====== EXERCISE MATERIALS ======

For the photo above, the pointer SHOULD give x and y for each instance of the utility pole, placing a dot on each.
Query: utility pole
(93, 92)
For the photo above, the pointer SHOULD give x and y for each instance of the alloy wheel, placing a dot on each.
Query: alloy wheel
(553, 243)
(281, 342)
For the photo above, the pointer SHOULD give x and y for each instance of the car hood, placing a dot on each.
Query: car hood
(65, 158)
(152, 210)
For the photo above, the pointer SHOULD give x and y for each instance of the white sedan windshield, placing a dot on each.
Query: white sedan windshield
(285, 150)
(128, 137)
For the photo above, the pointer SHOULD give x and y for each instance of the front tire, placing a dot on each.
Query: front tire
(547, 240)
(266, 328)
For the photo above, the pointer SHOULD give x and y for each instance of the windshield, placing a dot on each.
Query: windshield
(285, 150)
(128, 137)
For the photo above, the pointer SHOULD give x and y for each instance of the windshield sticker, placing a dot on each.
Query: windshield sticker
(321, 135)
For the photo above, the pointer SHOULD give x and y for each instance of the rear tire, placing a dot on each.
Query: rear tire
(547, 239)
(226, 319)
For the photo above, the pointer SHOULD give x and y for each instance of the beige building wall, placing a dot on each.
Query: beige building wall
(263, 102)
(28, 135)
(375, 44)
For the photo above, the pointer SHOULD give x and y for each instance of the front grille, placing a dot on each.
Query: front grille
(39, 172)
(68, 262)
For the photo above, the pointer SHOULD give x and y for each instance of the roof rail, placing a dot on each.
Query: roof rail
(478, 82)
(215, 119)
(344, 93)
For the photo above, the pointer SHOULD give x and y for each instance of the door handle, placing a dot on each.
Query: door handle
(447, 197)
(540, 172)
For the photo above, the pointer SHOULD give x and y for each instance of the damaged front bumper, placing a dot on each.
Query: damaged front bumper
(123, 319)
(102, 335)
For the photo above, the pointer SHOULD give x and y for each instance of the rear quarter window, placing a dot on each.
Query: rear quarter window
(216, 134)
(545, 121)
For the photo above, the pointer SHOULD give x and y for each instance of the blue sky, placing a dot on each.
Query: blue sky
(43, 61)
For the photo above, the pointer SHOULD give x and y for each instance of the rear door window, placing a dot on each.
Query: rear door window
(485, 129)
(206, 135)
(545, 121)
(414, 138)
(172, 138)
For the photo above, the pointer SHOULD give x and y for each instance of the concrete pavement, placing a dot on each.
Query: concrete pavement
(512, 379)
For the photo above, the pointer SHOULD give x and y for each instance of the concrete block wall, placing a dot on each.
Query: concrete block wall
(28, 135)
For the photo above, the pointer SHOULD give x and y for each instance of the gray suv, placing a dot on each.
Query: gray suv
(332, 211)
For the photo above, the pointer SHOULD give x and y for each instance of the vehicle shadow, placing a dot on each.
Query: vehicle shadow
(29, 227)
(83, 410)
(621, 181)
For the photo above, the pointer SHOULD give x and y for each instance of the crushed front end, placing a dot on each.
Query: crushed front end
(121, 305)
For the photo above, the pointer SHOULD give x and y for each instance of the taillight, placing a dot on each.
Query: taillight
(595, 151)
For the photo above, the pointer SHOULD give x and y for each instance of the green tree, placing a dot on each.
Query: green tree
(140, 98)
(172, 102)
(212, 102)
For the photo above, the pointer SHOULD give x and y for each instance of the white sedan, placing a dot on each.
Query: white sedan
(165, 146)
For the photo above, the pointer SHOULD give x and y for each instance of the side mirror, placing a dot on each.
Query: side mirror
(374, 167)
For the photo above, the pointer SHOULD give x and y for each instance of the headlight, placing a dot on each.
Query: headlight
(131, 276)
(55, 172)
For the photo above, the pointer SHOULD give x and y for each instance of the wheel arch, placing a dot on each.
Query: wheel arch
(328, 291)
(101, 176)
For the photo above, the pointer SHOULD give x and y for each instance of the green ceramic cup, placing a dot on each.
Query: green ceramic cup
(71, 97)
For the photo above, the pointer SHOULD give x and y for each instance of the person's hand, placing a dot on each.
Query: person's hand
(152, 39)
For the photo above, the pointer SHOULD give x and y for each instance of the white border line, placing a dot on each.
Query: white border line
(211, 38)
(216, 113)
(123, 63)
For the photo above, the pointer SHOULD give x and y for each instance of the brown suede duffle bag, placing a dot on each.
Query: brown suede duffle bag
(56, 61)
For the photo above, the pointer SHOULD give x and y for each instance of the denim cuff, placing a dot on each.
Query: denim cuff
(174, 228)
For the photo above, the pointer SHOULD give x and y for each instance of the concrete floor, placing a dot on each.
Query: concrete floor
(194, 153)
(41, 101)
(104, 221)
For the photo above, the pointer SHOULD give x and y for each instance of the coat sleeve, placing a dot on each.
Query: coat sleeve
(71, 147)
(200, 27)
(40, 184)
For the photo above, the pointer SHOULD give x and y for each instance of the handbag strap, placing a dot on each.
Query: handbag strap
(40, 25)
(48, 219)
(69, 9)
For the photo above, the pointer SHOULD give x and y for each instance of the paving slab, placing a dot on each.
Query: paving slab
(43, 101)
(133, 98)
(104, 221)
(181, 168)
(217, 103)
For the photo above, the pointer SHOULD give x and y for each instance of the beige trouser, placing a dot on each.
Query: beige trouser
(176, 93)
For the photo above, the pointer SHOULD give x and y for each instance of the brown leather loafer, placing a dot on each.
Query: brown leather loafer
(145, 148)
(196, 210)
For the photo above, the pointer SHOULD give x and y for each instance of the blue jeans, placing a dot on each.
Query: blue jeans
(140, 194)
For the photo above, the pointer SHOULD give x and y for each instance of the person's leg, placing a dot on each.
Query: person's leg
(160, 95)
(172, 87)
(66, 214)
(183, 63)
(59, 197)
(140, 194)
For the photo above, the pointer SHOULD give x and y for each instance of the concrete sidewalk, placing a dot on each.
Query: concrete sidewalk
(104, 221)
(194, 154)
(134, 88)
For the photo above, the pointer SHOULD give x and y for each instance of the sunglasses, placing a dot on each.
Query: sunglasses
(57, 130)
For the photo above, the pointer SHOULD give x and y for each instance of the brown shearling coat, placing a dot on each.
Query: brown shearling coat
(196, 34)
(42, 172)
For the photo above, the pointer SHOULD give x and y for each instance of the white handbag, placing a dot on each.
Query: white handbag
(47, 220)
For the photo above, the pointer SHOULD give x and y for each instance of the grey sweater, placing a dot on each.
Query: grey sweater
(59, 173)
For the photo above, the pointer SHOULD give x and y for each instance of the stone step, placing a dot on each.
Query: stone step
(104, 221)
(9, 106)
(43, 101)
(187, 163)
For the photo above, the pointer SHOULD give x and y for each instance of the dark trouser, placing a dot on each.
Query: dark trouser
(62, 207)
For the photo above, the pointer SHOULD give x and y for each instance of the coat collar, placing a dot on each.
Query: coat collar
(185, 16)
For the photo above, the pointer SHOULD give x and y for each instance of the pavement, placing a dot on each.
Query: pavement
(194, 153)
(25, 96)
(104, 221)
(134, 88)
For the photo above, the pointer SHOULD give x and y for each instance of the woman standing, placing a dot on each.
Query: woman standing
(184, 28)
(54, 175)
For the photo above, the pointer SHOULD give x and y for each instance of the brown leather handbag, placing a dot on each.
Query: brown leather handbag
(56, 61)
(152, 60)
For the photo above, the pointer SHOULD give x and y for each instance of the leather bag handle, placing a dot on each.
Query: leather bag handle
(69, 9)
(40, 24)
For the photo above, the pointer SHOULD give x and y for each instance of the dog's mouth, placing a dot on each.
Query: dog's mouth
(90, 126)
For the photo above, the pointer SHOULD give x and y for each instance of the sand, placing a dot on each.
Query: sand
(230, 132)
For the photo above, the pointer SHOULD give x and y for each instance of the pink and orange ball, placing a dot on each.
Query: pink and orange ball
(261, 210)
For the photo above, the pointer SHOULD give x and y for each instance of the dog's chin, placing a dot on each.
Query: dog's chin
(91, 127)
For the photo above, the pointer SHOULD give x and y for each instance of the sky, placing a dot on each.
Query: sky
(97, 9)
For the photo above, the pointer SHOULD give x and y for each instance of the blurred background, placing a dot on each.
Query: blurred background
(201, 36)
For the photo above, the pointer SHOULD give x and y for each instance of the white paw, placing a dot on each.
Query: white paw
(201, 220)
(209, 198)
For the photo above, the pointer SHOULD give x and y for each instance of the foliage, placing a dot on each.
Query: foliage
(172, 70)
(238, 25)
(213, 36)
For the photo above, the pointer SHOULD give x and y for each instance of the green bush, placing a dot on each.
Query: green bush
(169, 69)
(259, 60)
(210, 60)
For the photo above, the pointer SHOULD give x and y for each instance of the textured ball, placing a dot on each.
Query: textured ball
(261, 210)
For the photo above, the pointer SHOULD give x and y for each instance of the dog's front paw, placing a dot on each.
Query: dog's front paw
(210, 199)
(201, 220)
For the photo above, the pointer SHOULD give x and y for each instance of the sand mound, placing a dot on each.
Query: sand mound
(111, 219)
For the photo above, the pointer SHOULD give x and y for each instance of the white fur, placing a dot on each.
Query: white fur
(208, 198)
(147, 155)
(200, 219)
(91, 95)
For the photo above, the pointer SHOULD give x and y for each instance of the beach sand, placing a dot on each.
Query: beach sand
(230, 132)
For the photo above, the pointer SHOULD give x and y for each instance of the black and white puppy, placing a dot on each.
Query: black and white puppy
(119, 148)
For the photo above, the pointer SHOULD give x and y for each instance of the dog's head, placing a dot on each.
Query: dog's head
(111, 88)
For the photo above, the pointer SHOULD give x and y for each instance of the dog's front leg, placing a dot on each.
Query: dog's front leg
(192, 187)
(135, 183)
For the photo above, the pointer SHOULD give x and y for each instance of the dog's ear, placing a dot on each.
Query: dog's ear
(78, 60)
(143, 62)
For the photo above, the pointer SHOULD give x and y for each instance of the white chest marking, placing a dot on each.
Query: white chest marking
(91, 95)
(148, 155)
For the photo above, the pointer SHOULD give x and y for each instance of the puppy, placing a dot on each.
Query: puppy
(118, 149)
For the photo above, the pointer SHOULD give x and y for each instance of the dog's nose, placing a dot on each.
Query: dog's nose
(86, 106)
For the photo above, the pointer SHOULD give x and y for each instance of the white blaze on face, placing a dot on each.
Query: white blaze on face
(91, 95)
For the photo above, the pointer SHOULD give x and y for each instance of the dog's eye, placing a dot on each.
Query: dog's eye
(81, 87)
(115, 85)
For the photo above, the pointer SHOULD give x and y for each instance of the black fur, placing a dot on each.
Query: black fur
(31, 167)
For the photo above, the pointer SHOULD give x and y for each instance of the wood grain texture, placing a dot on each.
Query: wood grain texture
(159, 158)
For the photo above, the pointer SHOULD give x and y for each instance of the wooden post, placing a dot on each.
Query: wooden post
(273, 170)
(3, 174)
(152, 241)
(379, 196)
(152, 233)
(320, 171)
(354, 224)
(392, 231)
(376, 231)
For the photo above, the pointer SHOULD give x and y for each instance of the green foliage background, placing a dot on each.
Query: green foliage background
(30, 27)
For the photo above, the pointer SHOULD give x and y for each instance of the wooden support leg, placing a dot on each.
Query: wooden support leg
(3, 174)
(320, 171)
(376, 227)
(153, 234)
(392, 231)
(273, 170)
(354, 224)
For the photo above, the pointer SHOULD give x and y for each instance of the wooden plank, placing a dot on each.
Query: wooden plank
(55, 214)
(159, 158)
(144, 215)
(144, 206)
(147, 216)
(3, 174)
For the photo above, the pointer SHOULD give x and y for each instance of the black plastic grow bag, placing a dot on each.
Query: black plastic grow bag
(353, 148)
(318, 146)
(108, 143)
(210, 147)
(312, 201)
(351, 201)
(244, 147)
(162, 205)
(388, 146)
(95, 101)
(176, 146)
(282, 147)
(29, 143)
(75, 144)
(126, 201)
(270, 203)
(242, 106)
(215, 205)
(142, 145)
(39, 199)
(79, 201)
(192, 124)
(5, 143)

======

* **WHAT YOU ARE ASKED TO DO**: All lines in the listing above from the line containing "person's leg, placing a dot on each." to the line containing "sidewalk, placing a dot on each.", inclusive, should be retyped exactly; no other lines should appear.

* **RESULT**:
For the photo above, the pointer SHOULD give x and y for each instance of the person's leg, placing a dot on each.
Query: person's leg
(160, 95)
(172, 87)
(66, 214)
(183, 63)
(59, 197)
(140, 194)
For the photo above, the pointer SHOULD give x and y for each instance of the concrete sidewalk, placing a dot on each.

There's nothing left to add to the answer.